[[ TEXT SECTION, beginning ]]
Sam Altman Says It'll Take Another Year Before ChatGPT Can Start a Timer
openai
| Source: Mastodon | Original article
OpenAI’s chief executive Sam Altman told reporters that ChatGPT will not be able to start a reliable timer for another twelve months. The comment came during a live interview about the model’s voice capabilities, when Altman was asked why the assistant sometimes fabricates a “timer” response that looks plausible but never actually counts down. He said the underlying voice model simply lacks the real‑time control needed for such a function and that “maybe another year before something like that works well.” The admission sparked a wave of criticism on social media, with users highlighting the gap between the product’s marketing promises and its actual performance.
The revelation matters because it underscores a growing trust issue around large language models that are increasingly positioned as everyday assistants. When a $852 billion‑valued company like OpenAI advertises features that it cannot deliver, users may begin to doubt other, more consequential claims—ranging from factual accuracy to safety safeguards. The episode also revives concerns raised in our April 8 coverage of Altman’s influence over AI’s future, where we questioned whether the company’s rapid rollout pace compromises transparency and reliability.
[[ TEXT SECTION, end ]]
[[ EXCERPTED DATA, beginning ]]
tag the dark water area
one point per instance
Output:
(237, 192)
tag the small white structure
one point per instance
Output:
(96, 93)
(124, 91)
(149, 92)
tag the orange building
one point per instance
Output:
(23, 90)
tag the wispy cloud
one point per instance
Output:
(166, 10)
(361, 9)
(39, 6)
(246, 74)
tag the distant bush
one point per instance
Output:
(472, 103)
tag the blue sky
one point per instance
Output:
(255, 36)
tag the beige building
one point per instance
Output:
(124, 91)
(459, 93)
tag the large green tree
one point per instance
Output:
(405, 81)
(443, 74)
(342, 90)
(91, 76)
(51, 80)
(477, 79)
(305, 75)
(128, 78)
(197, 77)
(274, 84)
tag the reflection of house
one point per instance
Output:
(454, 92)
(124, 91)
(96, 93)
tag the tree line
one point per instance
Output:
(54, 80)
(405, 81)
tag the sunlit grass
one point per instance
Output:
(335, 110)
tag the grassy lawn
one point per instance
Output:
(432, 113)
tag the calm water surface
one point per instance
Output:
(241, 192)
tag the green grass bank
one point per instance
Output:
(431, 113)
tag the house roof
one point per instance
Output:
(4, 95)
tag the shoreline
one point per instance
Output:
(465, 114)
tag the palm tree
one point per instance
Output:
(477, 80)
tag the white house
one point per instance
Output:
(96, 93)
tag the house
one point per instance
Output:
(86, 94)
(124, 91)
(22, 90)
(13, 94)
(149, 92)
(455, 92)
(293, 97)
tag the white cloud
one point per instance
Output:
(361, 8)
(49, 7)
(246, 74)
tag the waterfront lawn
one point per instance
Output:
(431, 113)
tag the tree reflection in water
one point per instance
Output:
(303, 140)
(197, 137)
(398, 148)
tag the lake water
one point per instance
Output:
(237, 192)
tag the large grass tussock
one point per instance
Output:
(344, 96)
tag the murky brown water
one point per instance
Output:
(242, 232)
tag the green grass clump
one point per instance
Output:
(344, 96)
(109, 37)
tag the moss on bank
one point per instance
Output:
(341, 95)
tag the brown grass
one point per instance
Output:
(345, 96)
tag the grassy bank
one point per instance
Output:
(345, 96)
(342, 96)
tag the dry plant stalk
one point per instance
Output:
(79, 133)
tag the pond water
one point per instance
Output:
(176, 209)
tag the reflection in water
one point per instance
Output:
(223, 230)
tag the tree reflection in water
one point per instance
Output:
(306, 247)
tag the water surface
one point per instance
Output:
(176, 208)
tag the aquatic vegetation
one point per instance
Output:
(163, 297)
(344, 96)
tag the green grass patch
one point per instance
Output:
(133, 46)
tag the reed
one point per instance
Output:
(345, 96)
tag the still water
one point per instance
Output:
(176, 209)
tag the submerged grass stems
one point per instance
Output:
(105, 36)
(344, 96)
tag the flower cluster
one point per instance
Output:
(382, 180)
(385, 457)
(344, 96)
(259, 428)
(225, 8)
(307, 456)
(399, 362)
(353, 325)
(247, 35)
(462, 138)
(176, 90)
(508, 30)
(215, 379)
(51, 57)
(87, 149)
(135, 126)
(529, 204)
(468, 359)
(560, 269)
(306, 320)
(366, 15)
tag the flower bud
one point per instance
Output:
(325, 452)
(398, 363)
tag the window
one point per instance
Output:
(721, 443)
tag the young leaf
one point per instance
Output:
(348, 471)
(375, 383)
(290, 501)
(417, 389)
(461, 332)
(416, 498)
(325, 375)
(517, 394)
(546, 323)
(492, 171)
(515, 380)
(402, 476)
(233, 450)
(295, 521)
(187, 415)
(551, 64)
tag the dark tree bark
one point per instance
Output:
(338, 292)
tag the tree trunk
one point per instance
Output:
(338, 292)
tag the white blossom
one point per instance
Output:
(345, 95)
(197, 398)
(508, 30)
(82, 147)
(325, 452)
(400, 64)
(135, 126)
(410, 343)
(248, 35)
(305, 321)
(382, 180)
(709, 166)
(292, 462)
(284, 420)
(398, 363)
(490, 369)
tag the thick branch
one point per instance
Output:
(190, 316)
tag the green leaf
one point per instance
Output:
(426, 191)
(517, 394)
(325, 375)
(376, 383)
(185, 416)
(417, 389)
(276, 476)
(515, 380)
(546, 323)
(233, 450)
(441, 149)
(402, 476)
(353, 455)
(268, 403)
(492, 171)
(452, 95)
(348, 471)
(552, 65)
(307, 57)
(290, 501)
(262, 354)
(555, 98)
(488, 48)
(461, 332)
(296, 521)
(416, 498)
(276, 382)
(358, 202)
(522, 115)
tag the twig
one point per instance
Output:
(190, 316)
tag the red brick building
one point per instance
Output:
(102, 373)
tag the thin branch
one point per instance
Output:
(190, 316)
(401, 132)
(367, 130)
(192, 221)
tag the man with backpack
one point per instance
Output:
[[ EXCERPTED DATA, end ]]
> [TASK GOAL] Continue the article about ChatGPT being unable to start a timer, beginning right after its last sentence.

> [EXPECTED ANSWER]
What to watch next: OpenAI’s product roadmap is expected to detail a timeline for integrating real‑time functions into its next‑generation model, rumored to be called GPT‑5. Analysts will be looking for concrete milestones at the company’s upcoming developer conference, while regulators in the EU and the U.S. may intensify scrutiny of “hallucination” mitigation claims. Meanwhile, competitors such as Anthropic and Google DeepMind are likely to highlight their own timing or scheduling capabilities as a differentiator, potentially reshaping the competitive landscape for voice‑enabled AI assistants.